**EXERCISE**.
Print the entire listing below word for word, excluding its pictures.

**THE RECORDS**.
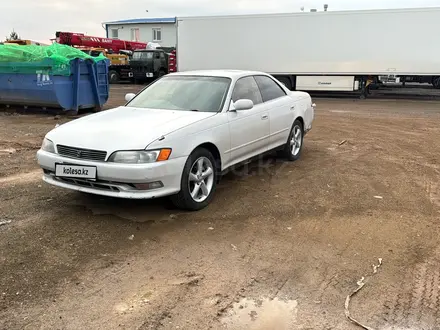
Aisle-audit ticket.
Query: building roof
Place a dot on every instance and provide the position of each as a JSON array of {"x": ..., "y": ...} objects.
[{"x": 144, "y": 21}]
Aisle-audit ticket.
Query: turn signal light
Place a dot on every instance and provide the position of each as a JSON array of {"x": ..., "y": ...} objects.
[{"x": 164, "y": 155}]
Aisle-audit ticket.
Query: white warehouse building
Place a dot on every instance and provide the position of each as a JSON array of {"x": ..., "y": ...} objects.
[{"x": 160, "y": 30}]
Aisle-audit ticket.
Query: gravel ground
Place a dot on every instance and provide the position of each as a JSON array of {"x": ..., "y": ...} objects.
[{"x": 280, "y": 247}]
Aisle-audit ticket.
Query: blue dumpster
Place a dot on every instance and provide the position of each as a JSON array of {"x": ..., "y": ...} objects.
[{"x": 34, "y": 84}]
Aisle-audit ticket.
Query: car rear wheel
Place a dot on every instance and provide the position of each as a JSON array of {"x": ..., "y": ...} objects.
[
  {"x": 292, "y": 149},
  {"x": 198, "y": 183}
]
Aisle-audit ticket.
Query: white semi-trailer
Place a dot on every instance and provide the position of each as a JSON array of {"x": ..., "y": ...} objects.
[{"x": 318, "y": 51}]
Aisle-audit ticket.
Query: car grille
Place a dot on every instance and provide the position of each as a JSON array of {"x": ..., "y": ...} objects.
[
  {"x": 86, "y": 154},
  {"x": 102, "y": 185}
]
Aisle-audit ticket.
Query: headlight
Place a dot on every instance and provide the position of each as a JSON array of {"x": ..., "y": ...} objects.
[
  {"x": 140, "y": 156},
  {"x": 48, "y": 146}
]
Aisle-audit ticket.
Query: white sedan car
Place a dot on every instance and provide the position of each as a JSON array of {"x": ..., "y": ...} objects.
[{"x": 176, "y": 136}]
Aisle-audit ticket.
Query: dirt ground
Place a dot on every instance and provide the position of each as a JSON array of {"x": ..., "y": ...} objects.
[{"x": 280, "y": 247}]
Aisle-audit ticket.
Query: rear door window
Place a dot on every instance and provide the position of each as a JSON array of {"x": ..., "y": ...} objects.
[
  {"x": 269, "y": 89},
  {"x": 247, "y": 88}
]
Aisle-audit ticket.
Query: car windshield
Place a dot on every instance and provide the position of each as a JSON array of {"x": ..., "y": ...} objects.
[
  {"x": 190, "y": 93},
  {"x": 142, "y": 55}
]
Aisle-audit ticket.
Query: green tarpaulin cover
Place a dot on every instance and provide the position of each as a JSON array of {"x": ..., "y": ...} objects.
[{"x": 54, "y": 59}]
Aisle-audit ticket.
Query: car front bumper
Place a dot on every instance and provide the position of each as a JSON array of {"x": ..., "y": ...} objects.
[{"x": 116, "y": 179}]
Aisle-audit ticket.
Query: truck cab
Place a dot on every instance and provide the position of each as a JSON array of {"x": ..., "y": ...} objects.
[{"x": 148, "y": 64}]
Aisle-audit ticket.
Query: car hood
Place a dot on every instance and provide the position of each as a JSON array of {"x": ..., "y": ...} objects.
[{"x": 123, "y": 128}]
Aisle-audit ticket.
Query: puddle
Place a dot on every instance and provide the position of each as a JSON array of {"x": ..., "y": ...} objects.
[{"x": 262, "y": 314}]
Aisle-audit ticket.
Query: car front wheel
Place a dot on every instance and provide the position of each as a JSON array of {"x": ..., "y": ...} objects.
[
  {"x": 292, "y": 149},
  {"x": 198, "y": 183}
]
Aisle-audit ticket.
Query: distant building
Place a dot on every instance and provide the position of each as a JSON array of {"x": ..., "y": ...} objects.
[{"x": 160, "y": 30}]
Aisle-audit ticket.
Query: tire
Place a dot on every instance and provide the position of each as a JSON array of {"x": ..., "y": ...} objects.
[
  {"x": 293, "y": 151},
  {"x": 191, "y": 176},
  {"x": 113, "y": 77}
]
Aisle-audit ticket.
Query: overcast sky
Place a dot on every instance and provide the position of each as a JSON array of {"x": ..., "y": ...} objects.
[{"x": 39, "y": 19}]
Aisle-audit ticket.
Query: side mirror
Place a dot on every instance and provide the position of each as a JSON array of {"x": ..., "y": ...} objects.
[
  {"x": 129, "y": 96},
  {"x": 243, "y": 104}
]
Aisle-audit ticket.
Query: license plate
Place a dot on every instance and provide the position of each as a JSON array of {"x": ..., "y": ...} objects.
[{"x": 75, "y": 171}]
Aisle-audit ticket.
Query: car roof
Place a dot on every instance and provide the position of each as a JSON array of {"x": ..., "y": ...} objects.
[{"x": 233, "y": 74}]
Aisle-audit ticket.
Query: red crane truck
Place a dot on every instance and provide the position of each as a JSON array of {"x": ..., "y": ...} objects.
[{"x": 117, "y": 71}]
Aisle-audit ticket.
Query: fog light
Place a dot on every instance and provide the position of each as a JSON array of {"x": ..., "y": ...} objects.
[{"x": 149, "y": 185}]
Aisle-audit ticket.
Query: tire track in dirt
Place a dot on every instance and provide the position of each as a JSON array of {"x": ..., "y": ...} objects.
[{"x": 417, "y": 304}]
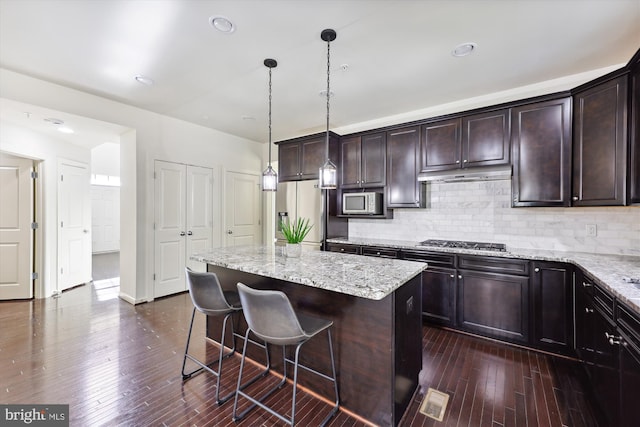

**FINAL ANSWER**.
Aisle-audit ticket.
Query: building roof
Place a dot on every instance and provide the position of each as a JSON array of {"x": ..., "y": ...} objects.
[{"x": 144, "y": 21}]
Aisle-audit ticket.
Query: turn signal light
Place a dot on every instance and provide the position of each as a JSON array of {"x": ..., "y": ...} objects.
[{"x": 164, "y": 155}]
Aisle-audit ticket.
Query: white warehouse building
Place a dot on every instance and provide the position of each as a JSON array of {"x": ..., "y": ...} objects.
[{"x": 160, "y": 30}]
Aisle-audit ticket.
Query: gravel ground
Place a dot on every instance and provide the position of each as a JSON array of {"x": ..., "y": ...} objects.
[{"x": 280, "y": 247}]
Aisle-audit ticket.
Query: blue dumpster
Place a dot on every instance and provide the position of each as a JSON array of {"x": ..., "y": ...} objects.
[{"x": 34, "y": 84}]
Aisle-audit ticket.
Query: car rear wheel
Place a dot on every instance and provide the position of each as a JSON array of {"x": ..., "y": ...} objects.
[
  {"x": 292, "y": 149},
  {"x": 198, "y": 183}
]
Aisle-audit ticket.
Query: white semi-trailer
Place a dot on every instance and provide the position of each as a JSON array of {"x": ..., "y": ...} objects.
[{"x": 318, "y": 51}]
Aisle-audit ticket.
Query: car grille
Place a dot on every instance and provide the position of each as a JSON array of {"x": ..., "y": ...} objects.
[
  {"x": 86, "y": 154},
  {"x": 102, "y": 185}
]
Aisle-audit ticket.
Query: headlight
Place a dot on every instance and provide the position of each as a JSON array of {"x": ..., "y": ...} objects.
[
  {"x": 140, "y": 156},
  {"x": 48, "y": 146}
]
Aisle-audit ticket.
Query: white sedan car
Place a dot on every instance and provide the position of each as a JSON array of {"x": ..., "y": ...} objects.
[{"x": 176, "y": 136}]
Aisle-audit ticket.
Query: dirt ground
Place a dot on every instance and provide the position of each as a JSON array of {"x": ..., "y": ...} objects.
[{"x": 280, "y": 247}]
Aisle-audit ticket.
Query: rear door window
Place a dot on every instance and provide the position of each as a JSON array of {"x": ..., "y": ...} objects.
[
  {"x": 269, "y": 89},
  {"x": 247, "y": 88}
]
Aisle-audit ticket.
Query: car windshield
Place a dot on every instance and provide the position of each as a JSON array of {"x": ..., "y": ...} objects.
[
  {"x": 190, "y": 93},
  {"x": 142, "y": 55}
]
Aisle-audit ticket.
Query: green tarpaulin cover
Place a dot on every instance and provide the position of each as a JSON array of {"x": ..., "y": ...} objects.
[{"x": 54, "y": 59}]
Aisle-audit ticket.
Query: car front bumper
Place a dot on every instance and provide the position of each as a JSON array of {"x": ..., "y": ...} objects.
[{"x": 116, "y": 179}]
Aisle-audit ticket.
Query: truck cab
Place a dot on every instance and provide the position of each as a JSON array of {"x": ..., "y": ...} objects.
[{"x": 148, "y": 64}]
Aisle-audit ticket.
Query: car hood
Place a dot on every instance and provide the position of each as a JSON array of {"x": ..., "y": ...} objects.
[{"x": 123, "y": 128}]
Aisle-audit ticket.
Query: puddle
Place a dot on every instance and provide the position of each as a JSON array of {"x": ..., "y": ...} objects.
[{"x": 262, "y": 314}]
Aisle-audit ticket.
Query: car front wheel
Place a dot on every instance and provide the position of each as a JSON array of {"x": ..., "y": ...} objects.
[
  {"x": 292, "y": 149},
  {"x": 198, "y": 183}
]
Aisle-audit ticket.
Query: distant building
Place a dot on every instance and provide the position of each as a JSON array of {"x": ..., "y": ...} objects.
[{"x": 160, "y": 30}]
Aisle-audit ticket.
Query: tire
Place a dot on every instance and provide the position of each as a JSON array of {"x": ..., "y": ...} objects.
[
  {"x": 293, "y": 151},
  {"x": 191, "y": 176},
  {"x": 113, "y": 77}
]
Aisle-audit ticket.
Query: overcast sky
Place a dot on every instance and provide the position of each as a JSON array of {"x": ..., "y": ...} objects.
[{"x": 39, "y": 19}]
Aisle-audit ticket.
Query: side mirror
Place a dot on every instance and provide the position of each as a JSON array of {"x": ..., "y": ...} objects.
[
  {"x": 129, "y": 96},
  {"x": 243, "y": 104}
]
Aisle-audit ticket.
Query: license plate
Place a dot on every instance and provide the position of each as a JSON array of {"x": ..., "y": ...} objects.
[{"x": 75, "y": 171}]
Aisle-audit ticket.
Query: car roof
Place a dot on every instance and provide the position of each as a JSON array of {"x": ..., "y": ...} objects.
[{"x": 233, "y": 74}]
Aisle-audit ticket.
Query: red crane truck
Place a dot on every instance and provide the position of each as a JSON array of {"x": ..., "y": ...} objects.
[{"x": 117, "y": 71}]
Aisle-audit ticket.
Query: fog light
Place a dot on every instance and provide the position of each as a JSON array of {"x": ..., "y": ...} objects.
[{"x": 149, "y": 185}]
Aisle-audit ticket.
Query: tire track in dirt
Place a dot on every instance and provide the position of each as a JSON array of {"x": ..., "y": ...} objects.
[{"x": 417, "y": 304}]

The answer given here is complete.